* Task *
Return the lines below that carry the word "negative".
------ Supplied records
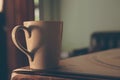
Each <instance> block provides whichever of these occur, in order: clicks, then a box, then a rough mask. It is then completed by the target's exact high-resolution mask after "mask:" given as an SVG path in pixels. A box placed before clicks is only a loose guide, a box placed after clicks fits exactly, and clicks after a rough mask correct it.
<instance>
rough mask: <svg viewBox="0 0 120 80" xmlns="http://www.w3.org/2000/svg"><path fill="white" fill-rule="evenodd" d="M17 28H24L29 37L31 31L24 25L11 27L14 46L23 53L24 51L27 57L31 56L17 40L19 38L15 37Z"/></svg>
mask: <svg viewBox="0 0 120 80" xmlns="http://www.w3.org/2000/svg"><path fill="white" fill-rule="evenodd" d="M19 30H26V32H27V34H28V35H29V37H31V33H30V31H29V30H28V28H26V27H25V26H22V25H18V26H15V28H13V30H12V41H13V43H14V44H15V46H16V47H17V48H18V49H20V50H21V51H22V52H23V53H25V54H26V55H27V56H28V57H30V58H31V56H30V52H29V51H28V50H27V49H25V48H24V47H23V46H22V45H21V44H20V42H19V40H18V39H17V32H18V31H19Z"/></svg>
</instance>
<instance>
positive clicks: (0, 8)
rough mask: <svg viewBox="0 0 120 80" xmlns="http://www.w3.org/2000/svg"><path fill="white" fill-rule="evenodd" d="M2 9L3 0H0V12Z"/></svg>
mask: <svg viewBox="0 0 120 80" xmlns="http://www.w3.org/2000/svg"><path fill="white" fill-rule="evenodd" d="M2 10H3V0H0V12H2Z"/></svg>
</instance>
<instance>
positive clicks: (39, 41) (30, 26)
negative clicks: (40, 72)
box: [12, 21, 63, 69]
mask: <svg viewBox="0 0 120 80" xmlns="http://www.w3.org/2000/svg"><path fill="white" fill-rule="evenodd" d="M62 28H63V22H61V21H25V22H24V23H23V25H18V26H15V27H14V28H13V30H12V41H13V43H14V44H15V46H16V47H17V48H18V49H20V50H21V51H22V52H23V53H25V55H26V56H27V57H28V60H29V66H30V68H31V69H52V68H57V67H59V59H60V52H61V40H62ZM20 30H23V31H24V33H25V40H26V41H25V42H26V46H27V48H24V47H23V46H22V45H21V44H20V42H19V40H18V39H17V33H18V31H20Z"/></svg>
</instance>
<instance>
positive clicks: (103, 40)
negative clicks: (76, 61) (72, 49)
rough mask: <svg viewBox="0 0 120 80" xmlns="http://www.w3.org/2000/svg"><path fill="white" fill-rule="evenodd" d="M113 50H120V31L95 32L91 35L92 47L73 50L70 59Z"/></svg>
mask: <svg viewBox="0 0 120 80" xmlns="http://www.w3.org/2000/svg"><path fill="white" fill-rule="evenodd" d="M113 48H120V31H113V32H111V31H109V32H94V33H93V34H92V35H91V39H90V47H88V48H83V49H76V50H73V52H72V53H70V57H72V56H77V55H83V54H87V53H91V52H97V51H103V50H108V49H113Z"/></svg>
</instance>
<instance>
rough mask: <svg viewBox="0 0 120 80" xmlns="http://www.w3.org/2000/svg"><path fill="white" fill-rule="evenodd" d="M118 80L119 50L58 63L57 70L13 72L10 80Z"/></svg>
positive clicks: (119, 69)
mask: <svg viewBox="0 0 120 80" xmlns="http://www.w3.org/2000/svg"><path fill="white" fill-rule="evenodd" d="M76 79H77V80H80V79H81V80H94V79H95V80H96V79H97V80H101V79H102V80H103V79H105V80H107V79H108V80H120V49H119V48H118V49H111V50H107V51H101V52H96V53H91V54H87V55H82V56H77V57H72V58H68V59H64V60H61V61H60V67H59V69H53V70H39V71H33V70H31V69H29V67H23V68H19V69H15V70H13V73H12V75H11V80H76Z"/></svg>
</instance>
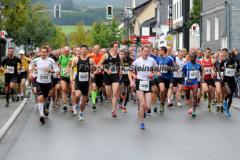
------------
* Result for this exercise *
negative clicks: (40, 72)
negative clicks: (76, 61) (72, 49)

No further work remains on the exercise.